╔══

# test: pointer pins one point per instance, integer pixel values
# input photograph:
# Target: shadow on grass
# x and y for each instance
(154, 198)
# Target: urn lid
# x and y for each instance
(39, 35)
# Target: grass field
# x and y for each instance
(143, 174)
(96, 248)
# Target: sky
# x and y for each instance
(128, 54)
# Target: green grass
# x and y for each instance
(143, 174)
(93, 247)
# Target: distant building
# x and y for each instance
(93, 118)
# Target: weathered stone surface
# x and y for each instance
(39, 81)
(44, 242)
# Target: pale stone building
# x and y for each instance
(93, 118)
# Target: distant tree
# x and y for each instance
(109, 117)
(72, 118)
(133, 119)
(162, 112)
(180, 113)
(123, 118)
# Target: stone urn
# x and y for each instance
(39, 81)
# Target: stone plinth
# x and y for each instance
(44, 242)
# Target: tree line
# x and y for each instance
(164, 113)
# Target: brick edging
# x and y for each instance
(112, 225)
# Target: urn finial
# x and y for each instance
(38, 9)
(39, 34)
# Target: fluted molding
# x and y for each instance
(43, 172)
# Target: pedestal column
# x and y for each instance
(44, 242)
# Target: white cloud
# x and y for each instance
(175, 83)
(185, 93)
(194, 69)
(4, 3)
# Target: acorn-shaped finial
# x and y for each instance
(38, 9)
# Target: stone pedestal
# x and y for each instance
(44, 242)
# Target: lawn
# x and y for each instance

╚══

Exercise goal. Extract, unchanged, the closing run of lines that opens with the line containing "# Target: urn lid" and ends with the last line.

Response.
# Target: urn lid
# x and y for each instance
(39, 35)
# Target: grass field
# x and y for each instance
(143, 174)
(96, 248)
# Target: sky
# x and y for each instance
(128, 54)
# Target: green grass
# x and y for each instance
(143, 174)
(93, 247)
# Target: distant building
# x and y for each instance
(93, 118)
# Target: weathered stone surface
# x and y for each instance
(39, 81)
(44, 242)
# Target: pale stone building
# x and y for each instance
(93, 118)
# Target: distant tree
# x and y for each instance
(109, 117)
(72, 118)
(133, 119)
(162, 112)
(180, 113)
(123, 118)
# Target: stone urn
# x and y for each instance
(39, 81)
# Target: stone plinth
# x and y for each instance
(44, 242)
# Target: tree line
# x and y for each instance
(164, 113)
# Target: brick edging
# x and y for each instance
(112, 225)
# Target: urn finial
# x and y for each instance
(38, 9)
(39, 34)
# Target: fluted molding
# x and y for each instance
(43, 172)
# Target: pedestal column
# x and y for each instance
(44, 242)
# Target: white cloud
# x and y for each instance
(175, 83)
(185, 93)
(194, 69)
(4, 3)
# Target: acorn-shaped finial
# x and y for each instance
(38, 9)
# Target: stone pedestal
# x and y for each instance
(44, 242)
# Target: lawn
# x and y for each instance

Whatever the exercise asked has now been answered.